— START OF Working data —

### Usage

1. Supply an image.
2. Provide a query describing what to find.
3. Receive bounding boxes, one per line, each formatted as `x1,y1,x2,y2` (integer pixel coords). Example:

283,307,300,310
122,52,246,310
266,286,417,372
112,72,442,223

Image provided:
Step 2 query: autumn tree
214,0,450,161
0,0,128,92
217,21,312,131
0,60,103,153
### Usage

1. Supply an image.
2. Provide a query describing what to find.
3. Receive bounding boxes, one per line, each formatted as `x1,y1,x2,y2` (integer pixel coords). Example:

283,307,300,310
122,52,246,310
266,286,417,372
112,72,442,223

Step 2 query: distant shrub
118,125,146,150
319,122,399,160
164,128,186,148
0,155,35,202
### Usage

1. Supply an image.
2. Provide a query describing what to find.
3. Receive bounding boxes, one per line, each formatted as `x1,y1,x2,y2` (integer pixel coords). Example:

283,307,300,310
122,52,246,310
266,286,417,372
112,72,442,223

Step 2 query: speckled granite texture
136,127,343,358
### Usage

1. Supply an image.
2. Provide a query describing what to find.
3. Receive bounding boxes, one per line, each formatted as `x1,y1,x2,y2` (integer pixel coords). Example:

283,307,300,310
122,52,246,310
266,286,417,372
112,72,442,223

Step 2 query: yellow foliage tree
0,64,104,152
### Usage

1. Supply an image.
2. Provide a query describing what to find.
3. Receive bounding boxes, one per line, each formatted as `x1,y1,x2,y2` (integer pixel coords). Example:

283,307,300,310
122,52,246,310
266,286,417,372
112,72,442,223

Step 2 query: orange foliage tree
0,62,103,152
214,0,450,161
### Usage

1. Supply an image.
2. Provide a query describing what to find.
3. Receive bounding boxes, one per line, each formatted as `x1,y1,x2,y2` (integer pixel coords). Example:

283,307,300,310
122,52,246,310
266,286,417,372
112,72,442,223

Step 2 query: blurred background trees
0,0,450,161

— END OF Working data —

Copy the lines above word for word, from the first to the last.

• **The reply**
### Usage

1. Supply an image.
2. Provide a query describing what to find.
3. Receive bounding boxes, one per line, each formatted as `x1,y1,x2,y2` (integer pixel coords). Example:

283,307,300,310
122,52,246,310
266,286,417,372
112,72,442,223

Image provided:
Step 2 query: autumn tree
214,0,450,161
0,0,128,92
217,21,312,131
0,60,103,153
### Usage

1. Supply an image.
2. Provide a query describing what to find.
3. Receive bounding boxes, one per line, each formatted as `x1,y1,x2,y2` (integer pixel coords). Example:

283,307,300,310
122,52,246,310
266,286,417,372
112,72,442,223

Step 2 query: distant shrub
118,125,146,150
319,122,399,160
164,128,186,148
0,155,35,202
### Usage

1. Supply an image.
2. Provide a query describing what to find.
3. Receive bounding boxes, one per line, each formatted as `x1,y1,x2,y2` (integer pixel coords). Example:

283,307,300,310
122,52,246,310
266,286,417,372
112,72,442,223

Step 2 query: speckled granite texture
136,127,343,358
### Usage

1. Supply an image.
2. Provide a query describing what to find.
3. Receive bounding boxes, one per line, each formatted as `x1,y1,x2,y2` (integer pixel coords). Example:

283,307,300,310
122,52,246,310
266,286,417,372
112,72,442,223

Step 2 query: yellow foliage tree
0,64,104,152
### Usage

1. Supply an image.
2. Provide a query describing what to find.
3. Receive bounding boxes, one per line, each formatted as `x1,y1,x2,y2` (integer pixel coords). Example:

283,307,300,310
122,52,246,310
266,286,417,372
112,72,442,223

Step 2 query: orange foliage tree
0,62,103,152
214,0,450,161
### Usage

1. Supply an image.
2. Provide a query describing what to find.
3. Receive bounding boxes, one per line, each formatted as `x1,y1,x2,y2` (integer pixel coords). Example:

283,307,300,310
122,52,246,310
266,286,417,372
112,72,442,223

Step 2 query: blurred background trees
0,0,450,161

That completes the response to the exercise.